━━━━━ EXTRACTED MATERIAL

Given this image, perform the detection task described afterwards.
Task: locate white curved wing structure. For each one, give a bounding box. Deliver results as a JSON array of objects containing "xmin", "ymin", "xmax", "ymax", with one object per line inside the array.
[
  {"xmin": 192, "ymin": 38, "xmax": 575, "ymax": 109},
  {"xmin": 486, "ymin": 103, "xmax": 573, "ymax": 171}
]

━━━━━━━━━━

**TASK TO COMPLETE:**
An exact copy of every record above is required.

**PROBLEM SOLUTION:**
Given this image, perform the detection task described afterwards.
Task: locate white curved wing structure. For each one, give a bounding box. Deliver results as a JSON array of objects containing "xmin", "ymin", "xmax", "ymax", with one object per line inside the array.
[
  {"xmin": 192, "ymin": 38, "xmax": 575, "ymax": 109},
  {"xmin": 486, "ymin": 103, "xmax": 573, "ymax": 171}
]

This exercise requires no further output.